■ **WHAT YOU NEED TO DO**: Please copy out the archive item below on the USDA Student Diversity Program word for word, from its date line to its final sentence.

From the daily archives: Thursday, April 7, 2011

Secretary of Agriculture, Tom Vilsack announced the selection of 24 university students who were to attend the USDA’s 2011 Agricultural Outlook Forum through USDA’s Student Diversity Program. The USDA Agricultural Outlook Forum provides the Secretary of Agriculture, policy makers, producers, business and farm leaders, and government and industry analysts with the unique opportunity to convene, exchange ideas, and discuss timely issues at the forefront of America’s agriculture.  In an effort to increase the present and future diversity of participation in this forum, USDA created the Student Diversity Program to sponsor students nationwide and provide the opportunity for baccalaureate students to attend this prestigious event.  The finalists included students from Land-Grant, Hispanic Serving Institutions and American Association of State Colleges of Agriculture and Renewable Resources institutions who were the recipients of corporate and USDA sponsorship aimed at promoting the education of the next generation of agriculturalists. The Forum titled, “Today’s Strategies & Tomorrow’s Opportunities,” was USDA’s largest annual event and was held at the Crystal Gateway Marriott Hotel in Arlington, Virginia.

■ **ENTRIES SUPPLIED**:
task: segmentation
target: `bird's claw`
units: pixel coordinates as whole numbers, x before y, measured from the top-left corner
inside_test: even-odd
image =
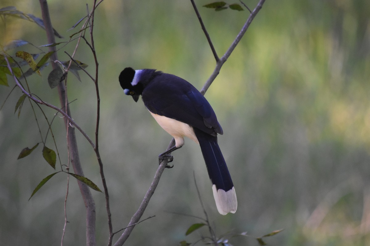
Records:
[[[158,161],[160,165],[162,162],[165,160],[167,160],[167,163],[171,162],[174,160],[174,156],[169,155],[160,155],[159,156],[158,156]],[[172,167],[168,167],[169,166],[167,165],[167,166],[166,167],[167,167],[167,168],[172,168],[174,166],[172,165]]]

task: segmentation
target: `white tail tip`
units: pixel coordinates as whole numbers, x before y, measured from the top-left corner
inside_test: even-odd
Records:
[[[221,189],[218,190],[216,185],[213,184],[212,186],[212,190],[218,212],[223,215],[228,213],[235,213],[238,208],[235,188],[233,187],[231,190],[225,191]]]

--

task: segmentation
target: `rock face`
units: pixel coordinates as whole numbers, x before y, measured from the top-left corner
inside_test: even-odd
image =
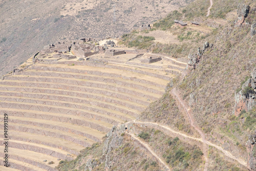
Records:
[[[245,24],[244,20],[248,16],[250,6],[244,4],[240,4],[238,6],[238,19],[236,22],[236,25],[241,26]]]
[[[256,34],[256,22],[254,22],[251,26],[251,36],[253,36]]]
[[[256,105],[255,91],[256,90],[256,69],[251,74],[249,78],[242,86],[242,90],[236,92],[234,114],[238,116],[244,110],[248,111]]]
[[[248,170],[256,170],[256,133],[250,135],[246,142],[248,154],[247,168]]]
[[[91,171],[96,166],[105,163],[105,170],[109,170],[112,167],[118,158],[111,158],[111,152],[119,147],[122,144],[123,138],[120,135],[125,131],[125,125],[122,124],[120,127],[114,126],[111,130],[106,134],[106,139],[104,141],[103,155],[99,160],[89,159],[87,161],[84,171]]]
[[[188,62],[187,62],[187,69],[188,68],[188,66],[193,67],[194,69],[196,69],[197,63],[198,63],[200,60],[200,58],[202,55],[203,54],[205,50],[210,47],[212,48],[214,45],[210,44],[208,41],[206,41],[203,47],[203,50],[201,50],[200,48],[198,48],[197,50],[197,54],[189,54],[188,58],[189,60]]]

■ **SOLUTION**:
From the daily archives: Thursday, April 7, 2011

Secretary of Agriculture, Tom Vilsack announced the selection of 24 university students who were to attend the USDA’s 2011 Agricultural Outlook Forum through USDA’s Student Diversity Program. The USDA Agricultural Outlook Forum provides the Secretary of Agriculture, policy makers, producers, business and farm leaders, and government and industry analysts with the unique opportunity to convene, exchange ideas, and discuss timely issues at the forefront of America’s agriculture.  In an effort to increase the present and future diversity of participation in this forum, USDA created the Student Diversity Program to sponsor students nationwide and provide the opportunity for baccalaureate students to attend this prestigious event.  The finalists included students from Land-Grant, Hispanic Serving Institutions and American Association of State Colleges of Agriculture and Renewable Resources institutions who were the recipients of corporate and USDA sponsorship aimed at promoting the education of the next generation of agriculturalists. The Forum titled, “Today’s Strategies & Tomorrow’s Opportunities,” was USDA’s largest annual event and was held at the Crystal Gateway Marriott Hotel in Arlington, Virginia.